TEXT:
● ● ● ● ●

Senate Majority Leader Mitch McConnell, a Republican from Kentucky, speaks during a news conference April 4 after a Senate...

What’s in the Senate Republican health care bill

It’s part Obamacare-replace, part sweeping-Medicaid-overhaul. At roughly 10:45 am this morning, Senate Republican leaders posted their 142-page health care proposal. (Read the full bill here).

It is, notably, a “draft” bill, meaning that now Republicans will negotiate among themselves before an expected vote next week. “We’re going to make a lot of changes over the next seven days,” South Carolina Senator Tim Scott told reporters.

But this is the key starting point. Here is our initial look at what the Senate bill proposes:

Medicaid

  • Funding for Medicaid would be capped and reduced. The amount of funding cut is not yet clear – it is based on a new approach to Medicaid. Now Medicaid’s funds all needs of patients. Starting in 2020, under the Senate bill, states must choose between accepting one large, capped, block grant or accepting a predetermined amount of funding per recipient.
  • Medicaid expansion would phase out between 2020 and 2023(to 75 percent funding in 2023), and end by 2024. According to the Kaiser Family Foundation, that expansion brought health coverage to some 14 million people.
  • States could add a work requirement for able-bodied (non-elderly, non-disabled, non-pregnant) recipients of Medicaid.

Subsidies to individuals to help buy coverage

  • Affordable Care Act tax credits would remain, initially, but go to fewer people. This would keep the ACA tax subsidy structure for individuals who can’t afford health insurance, but it would limit who would qualify to those making 350 percent of poverty. It is currently 400 percent of poverty.
  • Expand who can get subsidies. The bill would give states more flexibility to use a kind of waiver known as “1332”. That would allow them to provide subsidies not just for people in the exchanges, but for others struggling to afford insurance.

$110 billion in other help for coverage

  • $50 billion would go to states for the next four years to help them reduce premiums for individuals.
  • $62 billion would go to a “Long-term Stability Fund” to additionally help states handle gaps in coverage. That money would be funded over 10 years, with larger amounts during the first few years.

● ● ● ● ●

DATA EXTRACT:
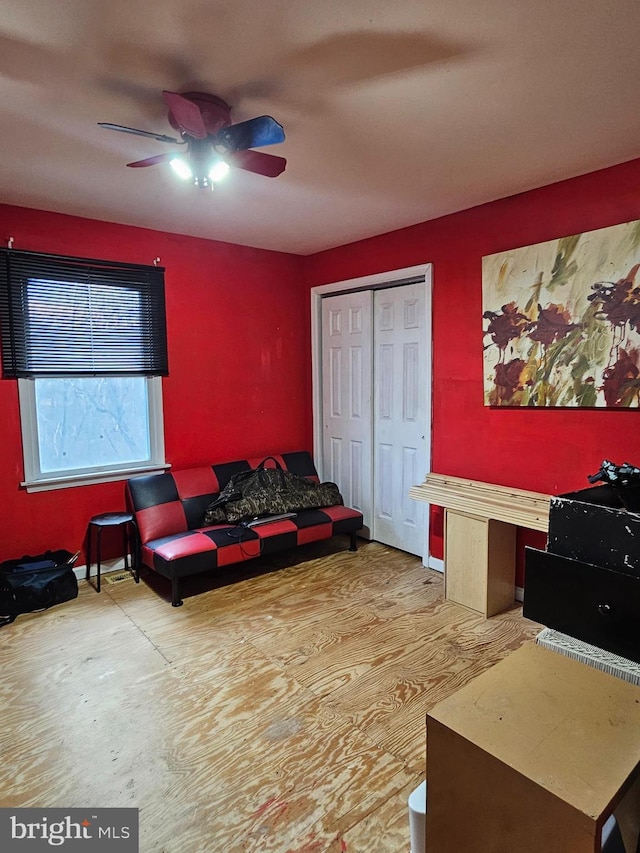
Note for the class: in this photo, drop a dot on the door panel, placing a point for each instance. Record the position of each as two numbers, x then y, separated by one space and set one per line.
401 362
375 398
346 397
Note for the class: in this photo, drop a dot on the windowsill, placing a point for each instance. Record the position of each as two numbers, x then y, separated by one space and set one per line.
67 482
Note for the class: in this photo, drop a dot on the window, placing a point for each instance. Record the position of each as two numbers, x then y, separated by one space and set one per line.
86 341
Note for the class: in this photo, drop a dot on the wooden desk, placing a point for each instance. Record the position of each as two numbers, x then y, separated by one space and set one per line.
480 536
533 755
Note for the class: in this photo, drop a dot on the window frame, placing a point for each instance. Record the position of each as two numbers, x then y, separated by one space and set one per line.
36 481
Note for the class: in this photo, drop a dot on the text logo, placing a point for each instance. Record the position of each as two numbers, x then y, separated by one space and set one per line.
102 830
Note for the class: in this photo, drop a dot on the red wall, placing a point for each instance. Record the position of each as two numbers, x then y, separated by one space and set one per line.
551 450
238 336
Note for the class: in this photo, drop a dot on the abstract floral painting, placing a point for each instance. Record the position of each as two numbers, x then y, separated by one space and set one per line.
562 321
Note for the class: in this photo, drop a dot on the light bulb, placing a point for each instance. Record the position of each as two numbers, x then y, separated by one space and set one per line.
218 171
181 168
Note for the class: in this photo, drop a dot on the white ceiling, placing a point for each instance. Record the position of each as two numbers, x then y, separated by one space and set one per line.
395 112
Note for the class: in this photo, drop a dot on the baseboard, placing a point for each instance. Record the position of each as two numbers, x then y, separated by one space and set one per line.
436 564
116 565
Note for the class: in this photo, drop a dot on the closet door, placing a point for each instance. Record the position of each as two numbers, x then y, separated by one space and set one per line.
402 367
347 398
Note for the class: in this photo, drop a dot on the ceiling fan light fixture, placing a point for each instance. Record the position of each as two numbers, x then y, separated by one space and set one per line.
218 170
181 168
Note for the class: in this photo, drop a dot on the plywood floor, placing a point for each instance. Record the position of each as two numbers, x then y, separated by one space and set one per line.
284 712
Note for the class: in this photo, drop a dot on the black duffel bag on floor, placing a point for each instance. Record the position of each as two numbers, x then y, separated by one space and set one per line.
36 583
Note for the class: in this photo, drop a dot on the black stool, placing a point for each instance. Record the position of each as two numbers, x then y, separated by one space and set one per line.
130 541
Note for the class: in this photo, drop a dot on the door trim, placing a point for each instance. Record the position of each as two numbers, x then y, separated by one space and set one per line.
367 282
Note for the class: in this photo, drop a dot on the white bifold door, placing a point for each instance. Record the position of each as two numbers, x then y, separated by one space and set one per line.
376 367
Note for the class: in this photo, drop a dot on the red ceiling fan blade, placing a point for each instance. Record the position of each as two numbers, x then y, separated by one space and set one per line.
161 137
258 162
151 161
186 113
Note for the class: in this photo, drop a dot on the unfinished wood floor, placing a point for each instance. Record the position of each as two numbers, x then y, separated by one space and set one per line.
284 712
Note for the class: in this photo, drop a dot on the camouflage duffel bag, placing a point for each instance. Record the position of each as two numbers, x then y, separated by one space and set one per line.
268 491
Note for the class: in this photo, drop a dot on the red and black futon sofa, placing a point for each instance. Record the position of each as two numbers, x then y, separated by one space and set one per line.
173 541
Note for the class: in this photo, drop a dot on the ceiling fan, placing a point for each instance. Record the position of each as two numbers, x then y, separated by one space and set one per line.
213 143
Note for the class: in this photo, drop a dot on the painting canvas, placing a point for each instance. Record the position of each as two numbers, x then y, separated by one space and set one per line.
562 321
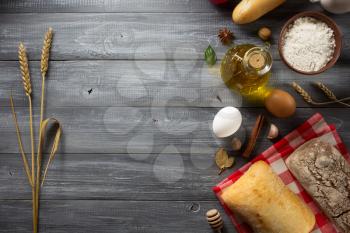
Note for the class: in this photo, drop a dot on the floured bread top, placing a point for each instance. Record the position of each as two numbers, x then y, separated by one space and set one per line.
325 174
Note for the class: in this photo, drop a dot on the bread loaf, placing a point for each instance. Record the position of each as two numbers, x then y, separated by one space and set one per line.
266 204
325 175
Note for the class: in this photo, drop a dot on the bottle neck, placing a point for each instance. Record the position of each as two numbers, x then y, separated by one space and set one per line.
257 61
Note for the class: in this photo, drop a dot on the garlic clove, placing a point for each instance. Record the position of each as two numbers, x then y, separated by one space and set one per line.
273 132
236 144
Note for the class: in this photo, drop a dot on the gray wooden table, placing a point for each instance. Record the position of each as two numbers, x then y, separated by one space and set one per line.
137 151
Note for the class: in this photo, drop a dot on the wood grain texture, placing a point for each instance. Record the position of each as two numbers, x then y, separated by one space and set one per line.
112 130
128 82
134 6
151 83
81 216
117 177
135 36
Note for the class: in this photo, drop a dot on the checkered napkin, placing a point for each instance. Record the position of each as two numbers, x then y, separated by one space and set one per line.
314 127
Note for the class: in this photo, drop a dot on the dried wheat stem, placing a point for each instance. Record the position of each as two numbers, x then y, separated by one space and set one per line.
45 52
19 139
23 64
44 64
24 67
326 91
303 93
329 93
307 97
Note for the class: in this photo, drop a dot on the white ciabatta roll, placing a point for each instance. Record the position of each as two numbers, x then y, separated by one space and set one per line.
266 204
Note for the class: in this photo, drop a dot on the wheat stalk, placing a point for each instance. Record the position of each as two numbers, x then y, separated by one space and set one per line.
329 93
303 93
45 52
44 64
24 67
23 64
307 97
326 91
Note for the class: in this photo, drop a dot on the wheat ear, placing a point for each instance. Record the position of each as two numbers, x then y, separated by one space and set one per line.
303 93
44 64
329 93
24 67
307 97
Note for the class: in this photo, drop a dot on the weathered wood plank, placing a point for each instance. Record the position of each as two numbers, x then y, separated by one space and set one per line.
162 6
118 177
134 36
114 129
110 216
150 83
106 6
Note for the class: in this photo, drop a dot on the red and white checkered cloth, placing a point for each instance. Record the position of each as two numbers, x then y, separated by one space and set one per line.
314 127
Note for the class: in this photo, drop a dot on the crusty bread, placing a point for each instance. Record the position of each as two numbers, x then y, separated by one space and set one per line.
325 175
266 204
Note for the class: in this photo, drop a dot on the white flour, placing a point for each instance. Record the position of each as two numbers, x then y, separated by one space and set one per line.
308 44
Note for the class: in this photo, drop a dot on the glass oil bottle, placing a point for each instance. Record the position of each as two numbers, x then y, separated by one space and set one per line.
247 68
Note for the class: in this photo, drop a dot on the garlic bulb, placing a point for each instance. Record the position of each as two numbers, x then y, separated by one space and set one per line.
335 6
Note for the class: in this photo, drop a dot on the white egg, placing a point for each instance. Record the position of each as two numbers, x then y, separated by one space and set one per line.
226 122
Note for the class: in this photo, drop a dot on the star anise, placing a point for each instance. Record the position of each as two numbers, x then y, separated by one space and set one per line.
226 36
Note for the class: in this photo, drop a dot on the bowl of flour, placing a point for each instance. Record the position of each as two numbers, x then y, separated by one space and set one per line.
310 43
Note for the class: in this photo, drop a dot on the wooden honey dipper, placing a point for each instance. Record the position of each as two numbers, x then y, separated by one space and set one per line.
215 220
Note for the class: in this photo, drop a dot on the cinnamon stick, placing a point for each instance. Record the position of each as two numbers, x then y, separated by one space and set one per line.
254 135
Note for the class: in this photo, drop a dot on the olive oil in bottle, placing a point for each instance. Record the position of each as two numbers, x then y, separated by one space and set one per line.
246 68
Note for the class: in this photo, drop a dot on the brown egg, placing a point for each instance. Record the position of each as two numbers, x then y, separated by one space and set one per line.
280 103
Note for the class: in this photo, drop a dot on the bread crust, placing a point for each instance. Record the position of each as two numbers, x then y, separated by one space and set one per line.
325 175
266 204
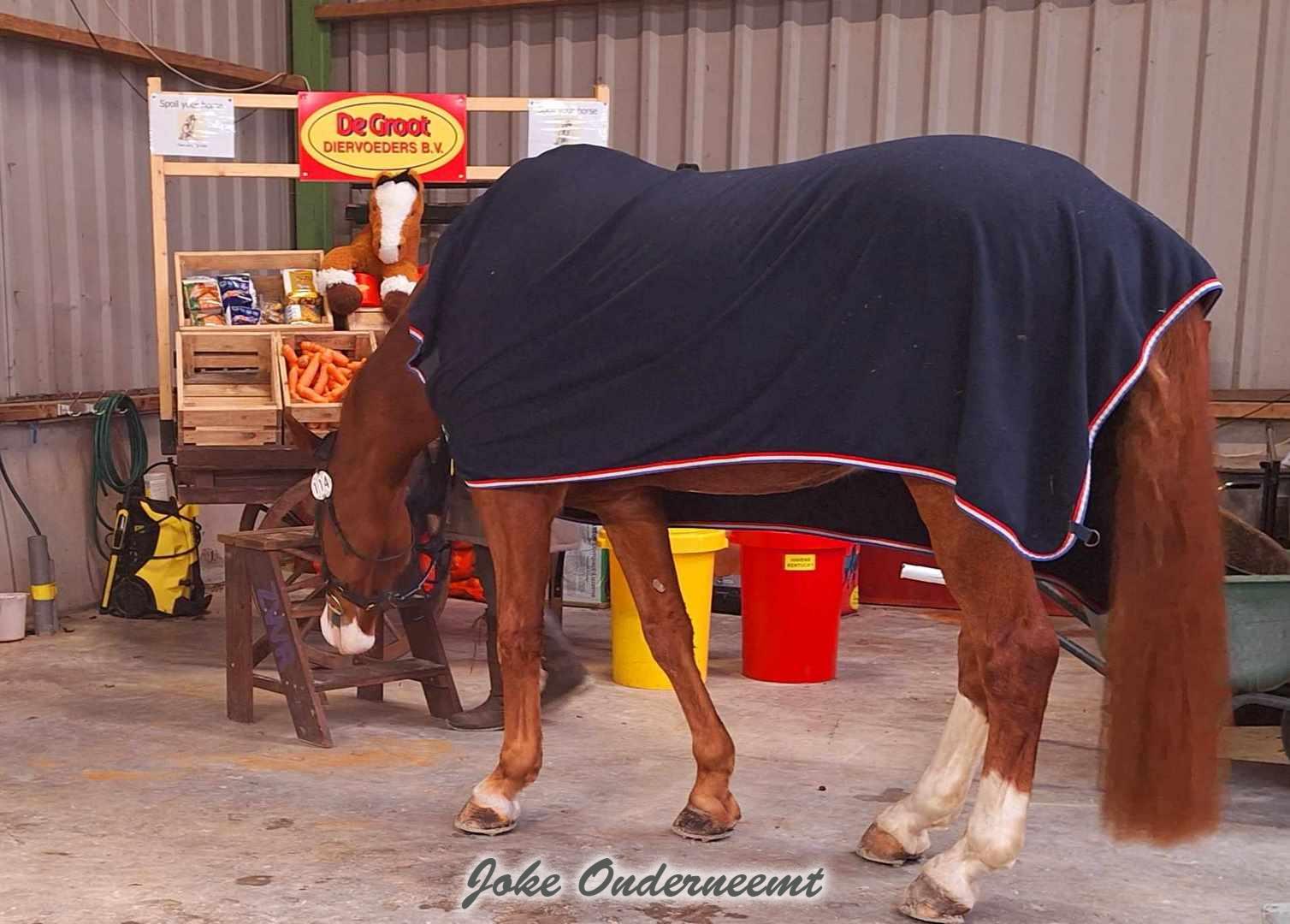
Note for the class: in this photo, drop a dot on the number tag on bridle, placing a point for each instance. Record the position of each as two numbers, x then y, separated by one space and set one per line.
320 485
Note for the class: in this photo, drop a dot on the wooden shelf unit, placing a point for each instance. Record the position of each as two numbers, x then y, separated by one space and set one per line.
160 168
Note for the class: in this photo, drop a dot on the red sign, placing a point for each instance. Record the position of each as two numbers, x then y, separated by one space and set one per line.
353 137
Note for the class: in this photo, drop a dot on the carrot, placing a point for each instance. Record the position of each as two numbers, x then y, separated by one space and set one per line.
310 372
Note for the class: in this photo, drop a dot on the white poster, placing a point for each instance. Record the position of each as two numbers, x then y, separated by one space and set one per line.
191 126
566 121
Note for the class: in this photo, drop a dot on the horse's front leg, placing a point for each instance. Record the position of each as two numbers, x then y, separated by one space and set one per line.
518 525
637 530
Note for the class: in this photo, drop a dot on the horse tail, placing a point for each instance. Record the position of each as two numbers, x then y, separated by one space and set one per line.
1166 643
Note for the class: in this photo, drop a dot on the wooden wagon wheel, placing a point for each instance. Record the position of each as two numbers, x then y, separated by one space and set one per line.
296 507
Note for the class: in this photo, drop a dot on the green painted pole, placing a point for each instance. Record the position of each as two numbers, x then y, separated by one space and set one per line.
311 58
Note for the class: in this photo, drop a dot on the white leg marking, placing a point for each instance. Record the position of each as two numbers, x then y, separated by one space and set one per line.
399 283
941 791
507 808
347 637
327 278
395 202
995 835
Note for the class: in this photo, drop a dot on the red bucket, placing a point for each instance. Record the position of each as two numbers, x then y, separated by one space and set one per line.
790 589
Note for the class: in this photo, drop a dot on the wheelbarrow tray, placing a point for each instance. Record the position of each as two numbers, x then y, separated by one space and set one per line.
1258 629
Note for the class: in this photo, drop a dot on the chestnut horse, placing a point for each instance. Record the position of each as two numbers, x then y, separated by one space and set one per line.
1168 680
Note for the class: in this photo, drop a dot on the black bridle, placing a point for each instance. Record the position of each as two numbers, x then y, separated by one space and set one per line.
436 551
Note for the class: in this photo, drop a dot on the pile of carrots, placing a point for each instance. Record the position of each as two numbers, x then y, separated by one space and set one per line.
319 373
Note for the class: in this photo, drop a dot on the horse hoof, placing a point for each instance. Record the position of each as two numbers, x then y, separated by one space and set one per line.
393 304
475 819
880 847
343 299
695 825
925 901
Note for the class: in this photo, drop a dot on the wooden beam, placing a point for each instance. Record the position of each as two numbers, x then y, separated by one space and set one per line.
377 9
1252 411
230 168
68 406
311 56
123 50
162 276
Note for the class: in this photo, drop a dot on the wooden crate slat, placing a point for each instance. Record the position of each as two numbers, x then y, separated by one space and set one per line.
228 388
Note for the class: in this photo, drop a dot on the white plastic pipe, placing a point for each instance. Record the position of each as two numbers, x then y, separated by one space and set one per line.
922 573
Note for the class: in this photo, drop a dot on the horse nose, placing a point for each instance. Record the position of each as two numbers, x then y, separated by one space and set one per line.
343 632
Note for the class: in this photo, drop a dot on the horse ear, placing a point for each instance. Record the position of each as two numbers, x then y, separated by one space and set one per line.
305 438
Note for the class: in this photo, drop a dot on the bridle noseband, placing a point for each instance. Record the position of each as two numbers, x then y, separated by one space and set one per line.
436 551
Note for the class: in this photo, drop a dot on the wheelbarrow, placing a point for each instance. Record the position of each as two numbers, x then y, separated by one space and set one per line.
1258 639
1258 619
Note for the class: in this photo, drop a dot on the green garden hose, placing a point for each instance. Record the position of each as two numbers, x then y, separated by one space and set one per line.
104 472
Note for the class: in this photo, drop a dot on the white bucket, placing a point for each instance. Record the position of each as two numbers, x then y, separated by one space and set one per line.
13 617
157 484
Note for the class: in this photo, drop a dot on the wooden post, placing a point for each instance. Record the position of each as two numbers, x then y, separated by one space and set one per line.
239 661
602 96
311 57
162 292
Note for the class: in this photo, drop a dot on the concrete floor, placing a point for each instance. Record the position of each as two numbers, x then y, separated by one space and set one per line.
127 797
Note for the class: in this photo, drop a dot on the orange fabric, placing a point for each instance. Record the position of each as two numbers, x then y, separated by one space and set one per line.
462 583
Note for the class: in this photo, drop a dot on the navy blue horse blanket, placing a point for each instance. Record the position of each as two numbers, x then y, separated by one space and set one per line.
962 309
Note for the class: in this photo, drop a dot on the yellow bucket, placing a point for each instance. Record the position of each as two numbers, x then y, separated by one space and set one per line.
693 554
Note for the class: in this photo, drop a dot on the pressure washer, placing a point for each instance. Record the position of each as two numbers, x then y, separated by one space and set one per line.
154 553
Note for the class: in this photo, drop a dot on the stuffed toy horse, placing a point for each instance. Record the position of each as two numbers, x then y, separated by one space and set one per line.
386 248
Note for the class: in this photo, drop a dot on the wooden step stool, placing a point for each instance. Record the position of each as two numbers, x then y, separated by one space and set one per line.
254 571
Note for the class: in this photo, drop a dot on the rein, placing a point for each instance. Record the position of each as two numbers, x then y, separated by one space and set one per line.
436 551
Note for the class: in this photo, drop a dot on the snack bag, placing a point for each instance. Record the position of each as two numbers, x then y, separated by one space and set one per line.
238 294
202 301
304 302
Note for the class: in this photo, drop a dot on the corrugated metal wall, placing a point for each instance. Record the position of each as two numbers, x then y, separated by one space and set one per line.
75 221
1182 104
76 241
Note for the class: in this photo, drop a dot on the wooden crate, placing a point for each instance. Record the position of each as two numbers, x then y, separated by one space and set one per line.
320 418
266 271
370 319
228 388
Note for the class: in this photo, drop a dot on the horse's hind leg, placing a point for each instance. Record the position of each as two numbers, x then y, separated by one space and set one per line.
899 834
637 530
1017 653
518 528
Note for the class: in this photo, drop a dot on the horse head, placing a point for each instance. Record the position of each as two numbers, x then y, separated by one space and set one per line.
376 489
395 210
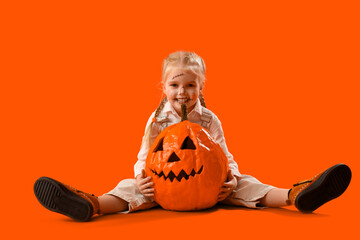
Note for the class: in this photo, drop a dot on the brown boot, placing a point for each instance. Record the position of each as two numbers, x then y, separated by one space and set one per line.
310 194
64 199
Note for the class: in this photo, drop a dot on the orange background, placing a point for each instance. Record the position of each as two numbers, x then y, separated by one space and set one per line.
80 79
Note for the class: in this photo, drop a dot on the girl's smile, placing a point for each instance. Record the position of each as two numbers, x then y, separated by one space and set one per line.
182 87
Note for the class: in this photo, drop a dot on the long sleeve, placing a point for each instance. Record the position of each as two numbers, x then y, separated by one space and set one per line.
145 147
217 133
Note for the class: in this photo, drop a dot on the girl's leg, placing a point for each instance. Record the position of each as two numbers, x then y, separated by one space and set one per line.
112 204
277 197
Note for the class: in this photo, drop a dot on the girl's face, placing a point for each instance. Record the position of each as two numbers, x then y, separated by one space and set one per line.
182 87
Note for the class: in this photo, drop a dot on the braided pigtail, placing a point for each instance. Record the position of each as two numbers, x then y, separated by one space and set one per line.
202 100
157 113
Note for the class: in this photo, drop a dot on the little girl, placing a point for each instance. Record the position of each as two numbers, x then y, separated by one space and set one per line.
183 81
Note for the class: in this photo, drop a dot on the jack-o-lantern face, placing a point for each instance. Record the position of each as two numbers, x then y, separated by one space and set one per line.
187 167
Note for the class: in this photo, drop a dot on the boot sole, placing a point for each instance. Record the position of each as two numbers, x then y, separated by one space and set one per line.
57 198
330 185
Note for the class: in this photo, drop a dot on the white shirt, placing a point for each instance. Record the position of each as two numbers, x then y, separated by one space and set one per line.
214 129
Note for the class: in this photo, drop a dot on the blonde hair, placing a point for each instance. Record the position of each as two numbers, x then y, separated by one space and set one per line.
188 61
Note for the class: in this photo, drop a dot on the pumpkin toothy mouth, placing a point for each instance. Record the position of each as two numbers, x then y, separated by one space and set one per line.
179 177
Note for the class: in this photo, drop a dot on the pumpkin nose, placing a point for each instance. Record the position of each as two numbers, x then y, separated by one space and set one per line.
173 158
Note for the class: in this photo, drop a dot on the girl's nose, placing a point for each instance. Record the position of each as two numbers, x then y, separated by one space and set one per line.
182 90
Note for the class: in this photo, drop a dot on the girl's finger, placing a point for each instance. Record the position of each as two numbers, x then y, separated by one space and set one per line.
145 186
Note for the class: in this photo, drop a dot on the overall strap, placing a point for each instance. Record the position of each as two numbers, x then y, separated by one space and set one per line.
205 118
162 119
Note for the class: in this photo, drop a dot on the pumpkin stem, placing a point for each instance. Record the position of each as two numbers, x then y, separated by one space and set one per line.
183 112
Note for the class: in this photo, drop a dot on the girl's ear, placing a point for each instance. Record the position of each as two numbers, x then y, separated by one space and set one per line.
163 87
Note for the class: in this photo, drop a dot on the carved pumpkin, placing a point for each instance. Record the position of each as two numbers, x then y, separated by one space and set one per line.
187 166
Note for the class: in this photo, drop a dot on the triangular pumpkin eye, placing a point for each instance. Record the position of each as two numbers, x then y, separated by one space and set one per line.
188 144
159 147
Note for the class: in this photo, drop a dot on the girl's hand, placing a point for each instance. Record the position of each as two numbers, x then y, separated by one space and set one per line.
145 184
228 187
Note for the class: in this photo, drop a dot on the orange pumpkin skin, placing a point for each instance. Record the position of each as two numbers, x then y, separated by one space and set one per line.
186 178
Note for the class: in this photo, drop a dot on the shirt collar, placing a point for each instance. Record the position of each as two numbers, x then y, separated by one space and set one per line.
168 108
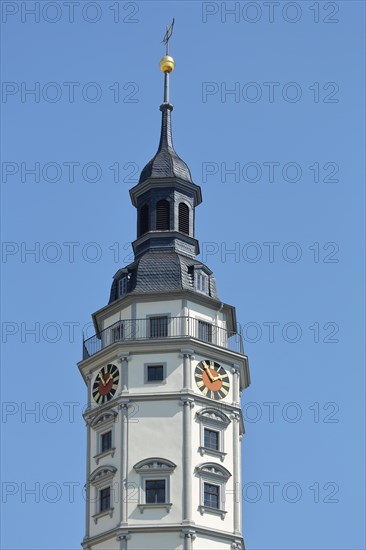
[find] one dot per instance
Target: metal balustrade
(162, 328)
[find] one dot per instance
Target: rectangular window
(204, 331)
(118, 332)
(201, 281)
(211, 495)
(211, 439)
(155, 491)
(122, 286)
(105, 499)
(155, 373)
(158, 327)
(106, 441)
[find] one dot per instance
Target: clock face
(105, 384)
(212, 379)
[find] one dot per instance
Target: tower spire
(166, 162)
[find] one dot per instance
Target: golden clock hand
(208, 371)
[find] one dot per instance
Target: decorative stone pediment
(213, 416)
(154, 465)
(103, 418)
(212, 470)
(102, 473)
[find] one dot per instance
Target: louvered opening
(183, 218)
(144, 219)
(163, 215)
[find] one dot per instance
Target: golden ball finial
(167, 64)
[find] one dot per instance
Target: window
(204, 331)
(201, 281)
(213, 424)
(183, 222)
(103, 425)
(144, 219)
(163, 215)
(118, 332)
(122, 286)
(106, 441)
(155, 476)
(211, 439)
(213, 479)
(102, 482)
(104, 499)
(155, 491)
(158, 327)
(155, 373)
(211, 495)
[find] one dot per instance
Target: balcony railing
(162, 328)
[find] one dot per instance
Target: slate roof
(166, 163)
(161, 272)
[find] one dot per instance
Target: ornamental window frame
(146, 372)
(100, 479)
(102, 424)
(212, 419)
(151, 317)
(217, 475)
(201, 281)
(154, 469)
(122, 286)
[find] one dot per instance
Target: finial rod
(166, 87)
(167, 63)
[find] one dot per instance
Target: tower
(164, 373)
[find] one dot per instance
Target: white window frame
(215, 474)
(212, 420)
(146, 370)
(104, 423)
(118, 328)
(100, 479)
(154, 316)
(154, 469)
(201, 281)
(122, 286)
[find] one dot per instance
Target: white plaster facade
(163, 421)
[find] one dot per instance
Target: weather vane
(168, 34)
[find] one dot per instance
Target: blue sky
(274, 93)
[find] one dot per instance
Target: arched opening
(163, 215)
(183, 219)
(144, 219)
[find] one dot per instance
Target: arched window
(163, 215)
(144, 219)
(155, 476)
(183, 218)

● ● ● ● ●

EXERCISE A:
Do these statements agree with the article on the Senate Republican health care bill? Answer yes or no for each, quoting the words of the article that decide it.
(i) The Senate leaders' health care proposal is 142 pages long.
(ii) Under the bill, people earning up to 400 percent of poverty would still qualify for ACA tax credits.
(iii) The $50 billion for states would be paid out over ten years.
EXERCISE B: What comes next in the article on the Senate Republican health care bill? Continue it from its last paragraph.

YOUR RESPONSE A:
(i) Yes: "Senate Republican leaders posted their 142-page health care proposal."
(ii) No: "it would limit who would qualify to those making 350 percent of poverty. It is currently 400 percent of poverty."
(iii) No: "$50 billion would go to states for the next four years to help them reduce premiums for individuals."

YOUR RESPONSE B:
Pre-existing conditions

  • Affordable Care Act protections for those with pre-existing conditions would stay in place, meaning insurers could not charge more for people with previous health issues. (This is known as the “community rating”.) Here the Senate is breaking with the House health care bill, which allows states to remove those protections and give insurers more pricing flexibility if they choose.

Essential benefits

  • States could allow insurers to totally remove or alter what must be included in basic insurance coverage, using the 1332 waivers mentioned above. Under the Affordable Care Act, 10 types of medical services — from hospitalization to preventive care — are required as part of all insurance plans.

Planned Parenthood

  • All federal funding for the women’s health organization would be cut as long as it continues to offer abortion services. Currently no federal funding can support abortion procedures, but Planned Parenthood receives grants for other services, including screenings and access to contraception.

What taxes are repealed

  • Nearly all Affordable Care Act taxes and fees would be repealed.
  • The so-called “Cadillac Tax” on generous employer health care plans would be repealed, but only through 2025.

Opioids

  • The plan marks $2 billion in funding for fighting opioid addiction and helping states with treatment and response.

What’s next?

  • The bill will go to the Senate for debate next week.
  • The Congressional Budget Office says it aims to have cost estimates for the bill out “early next week.”
  • Republican leaders plan to allow 20 hours for debate: 10 hours for Democrats and 10 for Republicans.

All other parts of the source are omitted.